## Task brief
Filter the listing below and copy every line that contains the string "garage". Case counts.

■ ■ ■ ■ ■

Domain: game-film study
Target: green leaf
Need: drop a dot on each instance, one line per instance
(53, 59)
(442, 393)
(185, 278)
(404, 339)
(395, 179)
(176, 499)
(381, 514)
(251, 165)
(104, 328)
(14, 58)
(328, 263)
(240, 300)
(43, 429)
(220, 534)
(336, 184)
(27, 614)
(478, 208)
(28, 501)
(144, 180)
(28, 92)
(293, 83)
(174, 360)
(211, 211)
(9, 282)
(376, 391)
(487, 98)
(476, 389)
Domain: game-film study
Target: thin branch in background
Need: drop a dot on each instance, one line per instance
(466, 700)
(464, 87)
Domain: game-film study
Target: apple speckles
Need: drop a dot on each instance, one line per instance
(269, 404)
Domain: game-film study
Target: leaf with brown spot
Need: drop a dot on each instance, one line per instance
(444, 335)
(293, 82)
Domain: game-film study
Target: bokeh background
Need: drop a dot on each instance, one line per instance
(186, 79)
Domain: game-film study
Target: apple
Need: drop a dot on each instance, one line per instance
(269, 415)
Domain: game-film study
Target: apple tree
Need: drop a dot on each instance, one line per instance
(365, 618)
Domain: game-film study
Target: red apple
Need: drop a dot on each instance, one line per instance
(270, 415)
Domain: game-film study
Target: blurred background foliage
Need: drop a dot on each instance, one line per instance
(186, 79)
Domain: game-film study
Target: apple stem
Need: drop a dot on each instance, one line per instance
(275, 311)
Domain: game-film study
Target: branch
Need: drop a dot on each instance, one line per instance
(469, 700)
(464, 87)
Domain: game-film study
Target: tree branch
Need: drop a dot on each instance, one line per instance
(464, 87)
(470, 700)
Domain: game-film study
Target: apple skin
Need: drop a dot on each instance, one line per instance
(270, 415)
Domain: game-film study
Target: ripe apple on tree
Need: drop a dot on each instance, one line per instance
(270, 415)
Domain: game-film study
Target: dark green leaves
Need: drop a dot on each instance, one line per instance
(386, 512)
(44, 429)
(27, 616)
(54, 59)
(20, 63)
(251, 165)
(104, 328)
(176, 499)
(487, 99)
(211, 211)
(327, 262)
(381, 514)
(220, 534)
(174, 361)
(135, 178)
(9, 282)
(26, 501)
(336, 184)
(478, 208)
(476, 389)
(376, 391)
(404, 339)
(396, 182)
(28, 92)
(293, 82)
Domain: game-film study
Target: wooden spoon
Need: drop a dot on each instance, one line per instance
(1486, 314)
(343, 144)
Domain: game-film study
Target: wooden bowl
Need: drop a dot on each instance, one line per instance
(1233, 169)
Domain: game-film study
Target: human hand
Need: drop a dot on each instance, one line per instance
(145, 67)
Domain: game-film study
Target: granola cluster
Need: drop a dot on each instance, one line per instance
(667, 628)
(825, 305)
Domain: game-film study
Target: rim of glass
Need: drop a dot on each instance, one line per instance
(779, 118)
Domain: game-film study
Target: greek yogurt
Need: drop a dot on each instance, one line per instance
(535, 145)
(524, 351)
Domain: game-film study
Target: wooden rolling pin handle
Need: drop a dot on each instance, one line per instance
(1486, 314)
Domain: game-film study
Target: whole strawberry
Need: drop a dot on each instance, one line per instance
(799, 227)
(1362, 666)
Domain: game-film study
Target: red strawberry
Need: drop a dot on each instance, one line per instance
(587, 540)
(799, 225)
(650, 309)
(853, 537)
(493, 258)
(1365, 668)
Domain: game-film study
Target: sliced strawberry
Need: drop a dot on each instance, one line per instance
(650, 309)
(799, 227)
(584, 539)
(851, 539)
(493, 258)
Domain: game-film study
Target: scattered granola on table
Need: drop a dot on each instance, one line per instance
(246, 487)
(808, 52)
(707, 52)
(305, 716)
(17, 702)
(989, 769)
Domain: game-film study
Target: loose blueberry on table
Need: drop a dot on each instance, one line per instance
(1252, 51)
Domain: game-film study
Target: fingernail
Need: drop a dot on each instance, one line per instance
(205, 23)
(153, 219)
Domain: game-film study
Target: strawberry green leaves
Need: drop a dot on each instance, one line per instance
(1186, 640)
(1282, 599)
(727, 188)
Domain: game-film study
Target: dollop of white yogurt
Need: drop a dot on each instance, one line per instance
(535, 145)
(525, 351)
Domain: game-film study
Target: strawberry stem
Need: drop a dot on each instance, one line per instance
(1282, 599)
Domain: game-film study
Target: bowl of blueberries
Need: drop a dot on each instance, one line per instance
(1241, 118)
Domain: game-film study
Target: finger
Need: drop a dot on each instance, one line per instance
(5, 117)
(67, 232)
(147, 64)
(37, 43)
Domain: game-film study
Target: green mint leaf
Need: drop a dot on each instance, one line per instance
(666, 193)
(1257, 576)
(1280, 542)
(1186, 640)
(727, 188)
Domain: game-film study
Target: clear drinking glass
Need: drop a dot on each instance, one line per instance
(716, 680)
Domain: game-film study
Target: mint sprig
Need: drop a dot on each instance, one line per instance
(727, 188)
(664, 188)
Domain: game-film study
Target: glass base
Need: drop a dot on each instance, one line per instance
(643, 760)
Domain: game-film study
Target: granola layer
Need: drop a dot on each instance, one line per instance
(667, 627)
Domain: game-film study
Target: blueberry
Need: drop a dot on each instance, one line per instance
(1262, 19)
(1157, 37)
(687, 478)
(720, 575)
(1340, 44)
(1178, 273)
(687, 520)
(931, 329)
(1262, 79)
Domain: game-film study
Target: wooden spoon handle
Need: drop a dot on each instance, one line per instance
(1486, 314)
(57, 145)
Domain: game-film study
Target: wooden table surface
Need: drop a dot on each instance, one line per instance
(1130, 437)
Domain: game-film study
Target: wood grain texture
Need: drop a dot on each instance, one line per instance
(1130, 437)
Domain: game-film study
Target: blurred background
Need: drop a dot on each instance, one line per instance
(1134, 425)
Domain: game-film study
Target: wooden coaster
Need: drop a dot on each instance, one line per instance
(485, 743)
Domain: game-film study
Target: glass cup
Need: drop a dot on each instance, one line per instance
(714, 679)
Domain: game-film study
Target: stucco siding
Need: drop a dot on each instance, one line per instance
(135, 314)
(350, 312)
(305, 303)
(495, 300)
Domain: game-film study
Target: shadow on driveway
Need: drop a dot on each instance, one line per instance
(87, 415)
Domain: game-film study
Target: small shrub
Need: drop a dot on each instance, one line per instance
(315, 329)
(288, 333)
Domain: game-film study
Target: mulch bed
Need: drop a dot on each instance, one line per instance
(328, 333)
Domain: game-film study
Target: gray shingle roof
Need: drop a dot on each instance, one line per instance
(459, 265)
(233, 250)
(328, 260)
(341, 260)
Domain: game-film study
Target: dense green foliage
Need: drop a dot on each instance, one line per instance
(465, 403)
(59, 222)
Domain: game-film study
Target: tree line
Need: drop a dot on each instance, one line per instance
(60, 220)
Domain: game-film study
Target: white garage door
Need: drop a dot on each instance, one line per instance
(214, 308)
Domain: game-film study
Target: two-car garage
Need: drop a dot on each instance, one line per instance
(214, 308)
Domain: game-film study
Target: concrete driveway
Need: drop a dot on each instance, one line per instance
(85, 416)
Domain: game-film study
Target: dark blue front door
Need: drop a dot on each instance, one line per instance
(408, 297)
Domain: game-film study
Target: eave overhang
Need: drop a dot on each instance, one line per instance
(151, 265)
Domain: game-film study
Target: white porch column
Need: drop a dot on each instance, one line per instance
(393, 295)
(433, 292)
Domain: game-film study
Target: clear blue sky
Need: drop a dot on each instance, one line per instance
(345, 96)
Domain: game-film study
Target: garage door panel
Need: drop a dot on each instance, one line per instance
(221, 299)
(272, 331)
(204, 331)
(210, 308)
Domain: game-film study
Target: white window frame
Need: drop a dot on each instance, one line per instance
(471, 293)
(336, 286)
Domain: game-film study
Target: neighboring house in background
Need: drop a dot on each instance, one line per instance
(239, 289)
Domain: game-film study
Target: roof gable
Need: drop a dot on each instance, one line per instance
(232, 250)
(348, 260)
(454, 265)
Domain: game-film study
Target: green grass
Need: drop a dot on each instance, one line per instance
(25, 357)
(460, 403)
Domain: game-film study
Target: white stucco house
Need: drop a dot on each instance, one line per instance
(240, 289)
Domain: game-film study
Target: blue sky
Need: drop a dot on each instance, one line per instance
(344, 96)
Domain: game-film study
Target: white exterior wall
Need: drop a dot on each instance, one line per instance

■ ■ ■ ■ ■

## Complete answer
Target: white garage door
Target: two-car garage
Target: garage door panel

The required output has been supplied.